'''

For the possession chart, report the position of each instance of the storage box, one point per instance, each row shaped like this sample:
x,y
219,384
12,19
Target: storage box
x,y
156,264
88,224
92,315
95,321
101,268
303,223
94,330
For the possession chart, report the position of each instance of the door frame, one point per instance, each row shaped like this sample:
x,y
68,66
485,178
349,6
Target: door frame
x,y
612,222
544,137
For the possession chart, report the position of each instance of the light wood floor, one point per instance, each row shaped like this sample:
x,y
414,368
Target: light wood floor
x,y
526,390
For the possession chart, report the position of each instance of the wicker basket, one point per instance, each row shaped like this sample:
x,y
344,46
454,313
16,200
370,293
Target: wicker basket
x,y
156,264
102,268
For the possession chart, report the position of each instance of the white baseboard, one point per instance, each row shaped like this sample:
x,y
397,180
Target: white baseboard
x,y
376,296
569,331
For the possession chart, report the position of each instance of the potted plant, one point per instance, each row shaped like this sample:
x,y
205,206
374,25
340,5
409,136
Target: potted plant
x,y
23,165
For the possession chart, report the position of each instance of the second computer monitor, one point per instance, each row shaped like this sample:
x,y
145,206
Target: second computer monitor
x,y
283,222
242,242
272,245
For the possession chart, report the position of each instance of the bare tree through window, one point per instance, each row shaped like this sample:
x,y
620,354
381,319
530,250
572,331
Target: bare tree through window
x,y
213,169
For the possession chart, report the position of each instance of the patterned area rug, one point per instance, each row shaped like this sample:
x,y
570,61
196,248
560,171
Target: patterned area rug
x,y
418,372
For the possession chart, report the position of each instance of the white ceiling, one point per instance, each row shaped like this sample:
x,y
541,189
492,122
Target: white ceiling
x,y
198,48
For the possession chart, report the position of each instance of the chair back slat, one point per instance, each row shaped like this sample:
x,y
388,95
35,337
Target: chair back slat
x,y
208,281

'''

Every record should be repeated exactly; please leave none out.

● OUTPUT BELOW:
For the possession chart, report the position of each instance of the storage box, one point per instance, each row shaped like this sample:
x,y
219,384
12,19
Target: storage box
x,y
156,264
88,224
92,315
95,321
101,268
303,223
94,330
For the possession chart, report the position of each instance of the door frame, one point per instance, each row shaped like this sample:
x,y
68,66
485,178
349,6
Target: door frame
x,y
612,222
544,137
For the possession chart, report the position of each instance of the light wood floor, one point per instance, each row shaped like this sample:
x,y
414,368
Target: light wood floor
x,y
526,390
For the possession chart, report the position of each instance of the wicker basket, one point per instance, each row shaped like this sample:
x,y
344,46
454,313
16,200
370,293
Target: wicker basket
x,y
156,264
102,268
For the possession chart, report the position of each instance of the white baseboard, one point per instance, each row shaped like this sample:
x,y
397,180
Target: white baseboard
x,y
376,296
569,331
For the possession chart, report the position of each instance of the potted plant, one point per instance, each row shaped like this sample:
x,y
205,206
374,25
340,5
409,136
Target: potted plant
x,y
23,165
For the possession chart, report the position of each instance of the second computer monitor, one point per instance, each row shaped like this sample:
x,y
145,206
Target: second computer monitor
x,y
283,222
242,242
272,245
For the possession chart, report the position of each instance of the bare tree through window, one point per instance, each row shaped like this sample:
x,y
620,354
381,319
530,250
572,331
Target: bare tree through window
x,y
213,169
For the possession chart, report the position of each instance of the patterned area rug, one point per instance, each row shaped like this sample:
x,y
570,61
196,248
560,171
Target: patterned area rug
x,y
418,372
For the possession chart, report the position of each instance of the white ceiling, one point per instance, each row shaped like this sample:
x,y
541,189
492,122
Target: white ceiling
x,y
198,48
For the possession chart, report the position of each instance of the chair back slat, one point per instance, each row shaped like this sample:
x,y
388,95
35,337
Target: chair back slat
x,y
208,281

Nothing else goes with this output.